- Ausgewählter Text
———

Impfverweigerer haben in Hamburg künftig einen schweren Stand. Denn ab sofort gilt in der Hansestadt das sogenannte 2G-Optionsmodell. Für Nichtgeimpfte kann diese neue Regelung einschneidende Folgen haben: In Gastronomiebetrieben, Kinos, Schwimmbädern, Hotels, Fußballstadien oder Musikclubs werden sie künftig häufiger zu hören bekommen: "Zutritt verboten". Das Aussperren der Ungeimpften mag Veranstaltern zwar gelegentlichen Ärger mit Betroffenen einbringen. Dafür lockt der Senat mit weitgehender Befreiung von Corona-Auflagen wie Abstandsgebot und reduzierte Gästezahl.
„Wer sein Recht auf Unvernunft wahrnehmen will, der muss damit rechnen, dass sich andere vor ihm schützen.“
Wolfram Henn, Mitglied des Deutschen Ethikrats
Auch wenn die Impfgegner eine "Impfpflicht durch die Hintertür" beklagen – die Entscheidung des Hamburger Senats ist nachvollziehbar. Sie ermöglicht Menschen, die sich für eine Impfung entschieden haben - in Hamburg sind das bislang rund 60 Prozent -, wieder mehr Freiheit und Normalität im Alltag. Es ist zwingend geboten, dass der Mehrheit von Geimpften und Genesenen nicht länger Einschränkungen zugemutet werden, nur weil eine Minderheit den Piks in ihren Oberarm ablehnt – und dadurch womöglich sich und andere gefährdet. Wolfram Henn, Mitglied des Deutschen Ethikrats, bringt es auf den Punkt: "Wer sein Recht auf Unvernunft wahrnehmen will, der muss damit rechnen, dass sich andere vor ihm schützen."

———

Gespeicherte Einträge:
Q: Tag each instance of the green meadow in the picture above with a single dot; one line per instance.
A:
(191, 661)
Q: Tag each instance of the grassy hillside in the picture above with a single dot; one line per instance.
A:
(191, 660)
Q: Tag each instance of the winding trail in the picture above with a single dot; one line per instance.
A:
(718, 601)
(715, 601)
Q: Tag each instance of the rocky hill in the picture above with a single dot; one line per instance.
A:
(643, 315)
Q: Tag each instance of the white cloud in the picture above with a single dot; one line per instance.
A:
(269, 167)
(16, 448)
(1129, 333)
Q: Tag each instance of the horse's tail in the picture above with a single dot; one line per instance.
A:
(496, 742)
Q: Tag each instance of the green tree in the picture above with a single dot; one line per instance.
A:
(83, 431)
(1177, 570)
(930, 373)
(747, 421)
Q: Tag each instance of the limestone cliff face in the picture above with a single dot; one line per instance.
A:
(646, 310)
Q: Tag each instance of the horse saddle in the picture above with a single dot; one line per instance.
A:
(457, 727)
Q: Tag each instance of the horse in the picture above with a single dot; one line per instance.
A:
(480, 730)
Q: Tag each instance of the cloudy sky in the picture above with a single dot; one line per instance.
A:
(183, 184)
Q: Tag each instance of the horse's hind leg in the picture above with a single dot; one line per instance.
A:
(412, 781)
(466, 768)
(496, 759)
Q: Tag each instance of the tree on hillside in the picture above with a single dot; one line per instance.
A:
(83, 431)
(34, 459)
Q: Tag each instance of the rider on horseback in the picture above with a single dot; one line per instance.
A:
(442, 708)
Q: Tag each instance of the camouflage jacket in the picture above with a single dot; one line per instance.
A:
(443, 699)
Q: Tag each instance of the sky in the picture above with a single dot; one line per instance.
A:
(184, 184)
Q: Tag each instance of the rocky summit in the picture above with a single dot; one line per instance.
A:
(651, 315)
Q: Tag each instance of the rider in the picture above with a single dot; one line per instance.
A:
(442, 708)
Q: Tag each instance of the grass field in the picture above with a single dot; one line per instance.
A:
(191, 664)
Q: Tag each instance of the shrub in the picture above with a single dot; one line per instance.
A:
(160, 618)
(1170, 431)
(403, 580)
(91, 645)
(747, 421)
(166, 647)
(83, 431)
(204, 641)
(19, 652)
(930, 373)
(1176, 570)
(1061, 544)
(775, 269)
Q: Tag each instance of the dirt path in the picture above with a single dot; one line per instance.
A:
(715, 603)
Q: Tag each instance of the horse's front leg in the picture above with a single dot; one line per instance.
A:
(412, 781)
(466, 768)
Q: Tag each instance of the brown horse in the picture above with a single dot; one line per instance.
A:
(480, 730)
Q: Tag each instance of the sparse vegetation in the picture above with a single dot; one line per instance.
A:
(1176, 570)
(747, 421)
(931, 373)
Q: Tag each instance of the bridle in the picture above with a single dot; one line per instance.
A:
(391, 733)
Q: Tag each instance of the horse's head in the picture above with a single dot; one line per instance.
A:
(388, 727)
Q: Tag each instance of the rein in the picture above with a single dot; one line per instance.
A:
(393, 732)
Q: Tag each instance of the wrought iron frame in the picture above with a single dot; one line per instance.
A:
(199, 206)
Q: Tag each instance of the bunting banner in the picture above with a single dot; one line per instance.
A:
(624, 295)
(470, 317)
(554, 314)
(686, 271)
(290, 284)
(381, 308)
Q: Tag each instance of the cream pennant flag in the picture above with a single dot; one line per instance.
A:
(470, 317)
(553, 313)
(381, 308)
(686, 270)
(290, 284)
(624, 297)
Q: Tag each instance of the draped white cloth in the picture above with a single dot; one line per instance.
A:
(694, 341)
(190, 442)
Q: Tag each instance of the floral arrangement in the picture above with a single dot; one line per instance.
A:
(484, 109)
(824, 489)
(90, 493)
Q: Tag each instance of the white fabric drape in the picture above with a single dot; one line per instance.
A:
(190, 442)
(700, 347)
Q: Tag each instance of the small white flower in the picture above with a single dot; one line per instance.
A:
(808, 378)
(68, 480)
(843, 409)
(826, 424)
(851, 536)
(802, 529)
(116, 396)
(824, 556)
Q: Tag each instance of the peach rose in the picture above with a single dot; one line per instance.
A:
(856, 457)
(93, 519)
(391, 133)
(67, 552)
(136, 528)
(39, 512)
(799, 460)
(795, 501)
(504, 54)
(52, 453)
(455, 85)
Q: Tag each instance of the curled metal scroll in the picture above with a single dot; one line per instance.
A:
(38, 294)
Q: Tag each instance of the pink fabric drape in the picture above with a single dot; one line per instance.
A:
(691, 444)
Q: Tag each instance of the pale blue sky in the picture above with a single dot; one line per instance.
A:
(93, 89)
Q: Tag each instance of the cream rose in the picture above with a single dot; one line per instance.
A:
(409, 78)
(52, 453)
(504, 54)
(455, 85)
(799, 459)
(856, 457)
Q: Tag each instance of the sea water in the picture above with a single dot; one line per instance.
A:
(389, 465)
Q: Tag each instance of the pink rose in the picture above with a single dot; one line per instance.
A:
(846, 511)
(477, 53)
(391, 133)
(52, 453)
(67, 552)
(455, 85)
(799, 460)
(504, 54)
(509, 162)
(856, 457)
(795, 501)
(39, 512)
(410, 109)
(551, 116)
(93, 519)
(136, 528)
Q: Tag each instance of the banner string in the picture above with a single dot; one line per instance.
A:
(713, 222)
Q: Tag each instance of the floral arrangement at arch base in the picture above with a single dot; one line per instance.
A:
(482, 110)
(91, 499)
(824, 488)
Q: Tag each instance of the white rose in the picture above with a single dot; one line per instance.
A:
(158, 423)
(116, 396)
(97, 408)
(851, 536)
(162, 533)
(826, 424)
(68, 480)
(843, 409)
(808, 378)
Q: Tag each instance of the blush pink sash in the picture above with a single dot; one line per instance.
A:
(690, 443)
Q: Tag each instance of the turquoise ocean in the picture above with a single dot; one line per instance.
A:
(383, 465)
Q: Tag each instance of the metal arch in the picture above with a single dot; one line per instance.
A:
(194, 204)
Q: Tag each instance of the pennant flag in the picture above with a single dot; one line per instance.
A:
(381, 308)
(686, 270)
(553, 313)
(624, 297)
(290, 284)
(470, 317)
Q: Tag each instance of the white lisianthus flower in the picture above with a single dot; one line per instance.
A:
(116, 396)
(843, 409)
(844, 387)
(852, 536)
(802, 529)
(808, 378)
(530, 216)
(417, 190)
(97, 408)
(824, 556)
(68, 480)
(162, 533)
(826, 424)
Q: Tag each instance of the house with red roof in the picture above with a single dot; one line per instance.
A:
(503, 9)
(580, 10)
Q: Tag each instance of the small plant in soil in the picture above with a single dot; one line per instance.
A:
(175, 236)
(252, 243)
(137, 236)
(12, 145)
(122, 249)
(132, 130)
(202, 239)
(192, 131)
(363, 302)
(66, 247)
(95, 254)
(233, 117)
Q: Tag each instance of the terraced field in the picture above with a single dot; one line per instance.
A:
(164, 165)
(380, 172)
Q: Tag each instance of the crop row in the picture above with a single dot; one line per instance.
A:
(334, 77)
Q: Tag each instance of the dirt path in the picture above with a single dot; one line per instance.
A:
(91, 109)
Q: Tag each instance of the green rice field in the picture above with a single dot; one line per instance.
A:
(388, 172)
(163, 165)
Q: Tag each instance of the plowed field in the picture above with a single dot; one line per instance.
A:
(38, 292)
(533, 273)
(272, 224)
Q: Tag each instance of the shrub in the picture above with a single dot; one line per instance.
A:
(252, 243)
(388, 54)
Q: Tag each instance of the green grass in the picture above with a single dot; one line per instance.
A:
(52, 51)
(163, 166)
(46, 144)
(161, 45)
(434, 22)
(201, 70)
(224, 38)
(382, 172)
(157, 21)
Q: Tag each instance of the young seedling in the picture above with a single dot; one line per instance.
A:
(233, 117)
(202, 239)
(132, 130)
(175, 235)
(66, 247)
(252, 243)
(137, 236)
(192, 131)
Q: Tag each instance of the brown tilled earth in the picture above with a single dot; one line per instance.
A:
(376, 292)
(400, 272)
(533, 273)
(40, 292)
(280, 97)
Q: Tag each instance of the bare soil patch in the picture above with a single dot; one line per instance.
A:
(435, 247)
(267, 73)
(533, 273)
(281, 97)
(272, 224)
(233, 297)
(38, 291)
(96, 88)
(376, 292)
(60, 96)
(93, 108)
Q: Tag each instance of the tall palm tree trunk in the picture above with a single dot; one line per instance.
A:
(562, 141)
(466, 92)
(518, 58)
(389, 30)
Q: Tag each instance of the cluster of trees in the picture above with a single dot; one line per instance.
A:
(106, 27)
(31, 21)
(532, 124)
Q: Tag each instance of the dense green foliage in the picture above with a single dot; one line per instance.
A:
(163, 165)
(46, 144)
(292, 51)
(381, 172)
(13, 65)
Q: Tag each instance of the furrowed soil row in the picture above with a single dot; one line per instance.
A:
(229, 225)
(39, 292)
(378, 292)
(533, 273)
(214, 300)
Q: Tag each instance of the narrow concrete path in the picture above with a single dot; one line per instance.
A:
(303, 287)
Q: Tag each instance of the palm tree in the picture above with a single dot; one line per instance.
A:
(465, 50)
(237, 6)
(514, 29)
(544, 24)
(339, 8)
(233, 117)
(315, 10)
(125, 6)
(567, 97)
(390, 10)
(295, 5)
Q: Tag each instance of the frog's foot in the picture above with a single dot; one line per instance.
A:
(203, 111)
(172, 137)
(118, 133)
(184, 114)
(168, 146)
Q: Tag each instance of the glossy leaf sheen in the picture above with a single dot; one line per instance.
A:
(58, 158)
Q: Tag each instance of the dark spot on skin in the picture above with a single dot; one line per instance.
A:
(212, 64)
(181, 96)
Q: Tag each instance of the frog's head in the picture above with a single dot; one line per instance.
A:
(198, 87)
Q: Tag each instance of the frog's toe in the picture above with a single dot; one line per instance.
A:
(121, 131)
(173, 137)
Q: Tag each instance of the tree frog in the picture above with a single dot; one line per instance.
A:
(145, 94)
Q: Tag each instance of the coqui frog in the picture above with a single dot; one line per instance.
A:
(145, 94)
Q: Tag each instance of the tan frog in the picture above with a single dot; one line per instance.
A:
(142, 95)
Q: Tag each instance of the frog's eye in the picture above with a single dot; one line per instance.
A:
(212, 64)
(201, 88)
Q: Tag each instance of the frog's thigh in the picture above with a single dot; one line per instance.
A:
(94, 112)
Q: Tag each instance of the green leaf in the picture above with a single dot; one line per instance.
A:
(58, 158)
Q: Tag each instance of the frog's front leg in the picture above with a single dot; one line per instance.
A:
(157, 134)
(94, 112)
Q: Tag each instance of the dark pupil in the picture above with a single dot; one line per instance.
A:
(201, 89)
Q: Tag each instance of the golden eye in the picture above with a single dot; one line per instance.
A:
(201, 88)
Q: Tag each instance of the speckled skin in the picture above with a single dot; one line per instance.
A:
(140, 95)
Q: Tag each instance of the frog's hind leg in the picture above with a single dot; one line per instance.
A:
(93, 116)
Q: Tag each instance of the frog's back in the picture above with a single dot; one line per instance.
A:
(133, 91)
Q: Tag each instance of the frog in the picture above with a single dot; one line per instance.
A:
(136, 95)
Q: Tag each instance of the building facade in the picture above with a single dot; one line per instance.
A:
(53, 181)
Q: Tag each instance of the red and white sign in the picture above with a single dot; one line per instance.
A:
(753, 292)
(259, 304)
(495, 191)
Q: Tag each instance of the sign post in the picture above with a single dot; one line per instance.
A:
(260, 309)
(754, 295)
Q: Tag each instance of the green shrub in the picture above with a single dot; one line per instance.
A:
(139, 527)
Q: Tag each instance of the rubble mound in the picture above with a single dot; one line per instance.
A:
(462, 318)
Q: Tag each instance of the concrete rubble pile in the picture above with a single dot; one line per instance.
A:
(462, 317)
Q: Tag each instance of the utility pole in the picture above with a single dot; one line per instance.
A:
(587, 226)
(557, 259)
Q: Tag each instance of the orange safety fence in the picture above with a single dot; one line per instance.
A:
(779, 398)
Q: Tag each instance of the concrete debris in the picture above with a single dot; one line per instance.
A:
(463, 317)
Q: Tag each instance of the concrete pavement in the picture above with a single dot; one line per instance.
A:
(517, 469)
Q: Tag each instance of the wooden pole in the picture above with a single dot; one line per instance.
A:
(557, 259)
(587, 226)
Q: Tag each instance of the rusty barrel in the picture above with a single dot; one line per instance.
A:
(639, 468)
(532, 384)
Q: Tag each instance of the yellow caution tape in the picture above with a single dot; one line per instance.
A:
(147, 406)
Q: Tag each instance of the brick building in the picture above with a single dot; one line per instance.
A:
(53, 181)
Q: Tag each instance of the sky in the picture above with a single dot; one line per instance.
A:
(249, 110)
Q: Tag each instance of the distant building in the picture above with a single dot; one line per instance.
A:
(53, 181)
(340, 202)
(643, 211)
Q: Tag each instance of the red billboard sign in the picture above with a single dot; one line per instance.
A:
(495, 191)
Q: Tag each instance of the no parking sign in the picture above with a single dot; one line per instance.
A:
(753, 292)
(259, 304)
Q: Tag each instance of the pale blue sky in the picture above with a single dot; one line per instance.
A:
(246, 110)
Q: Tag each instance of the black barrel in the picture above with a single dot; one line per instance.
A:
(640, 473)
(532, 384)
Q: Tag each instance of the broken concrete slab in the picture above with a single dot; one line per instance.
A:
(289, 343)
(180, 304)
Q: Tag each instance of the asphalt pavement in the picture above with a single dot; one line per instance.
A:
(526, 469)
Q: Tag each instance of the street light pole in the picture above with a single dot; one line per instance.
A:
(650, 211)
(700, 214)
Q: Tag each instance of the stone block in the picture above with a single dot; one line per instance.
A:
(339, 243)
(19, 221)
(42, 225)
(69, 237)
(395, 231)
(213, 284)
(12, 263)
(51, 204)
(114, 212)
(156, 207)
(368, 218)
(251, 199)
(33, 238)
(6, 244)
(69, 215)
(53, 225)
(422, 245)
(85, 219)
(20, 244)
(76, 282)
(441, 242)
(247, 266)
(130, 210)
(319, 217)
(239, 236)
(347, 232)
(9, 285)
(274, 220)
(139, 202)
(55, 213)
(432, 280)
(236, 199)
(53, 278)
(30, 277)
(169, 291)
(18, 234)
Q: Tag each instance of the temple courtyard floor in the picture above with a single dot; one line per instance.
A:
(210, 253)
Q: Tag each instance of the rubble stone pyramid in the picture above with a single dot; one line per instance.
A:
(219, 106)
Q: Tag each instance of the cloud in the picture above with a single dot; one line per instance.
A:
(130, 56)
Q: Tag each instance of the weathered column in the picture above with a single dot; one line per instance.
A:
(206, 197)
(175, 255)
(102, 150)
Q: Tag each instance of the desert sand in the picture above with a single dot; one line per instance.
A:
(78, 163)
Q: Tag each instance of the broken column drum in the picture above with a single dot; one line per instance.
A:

———

- Aufgabenbeschreibung
Gib aus dem Text zum Hamburger 2G-Optionsmodell den Abschnitt wortgetreu aus, beginnend bei „Impfverweigerer haben in“ und endend bei „und reduzierte Gästezahl.“.

- Antwort zur Aufgabe
Impfverweigerer haben in Hamburg künftig einen schweren Stand. Denn ab sofort gilt in der Hansestadt das sogenannte 2G-Optionsmodell. Für Nichtgeimpfte kann diese neue Regelung einschneidende Folgen haben: In Gastronomiebetrieben, Kinos, Schwimmbädern, Hotels, Fußballstadien oder Musikclubs werden sie künftig häufiger zu hören bekommen: "Zutritt verboten". Das Aussperren der Ungeimpften mag Veranstaltern zwar gelegentlichen Ärger mit Betroffenen einbringen. Dafür lockt der Senat mit weitgehender Befreiung von Corona-Auflagen wie Abstandsgebot und reduzierte Gästezahl.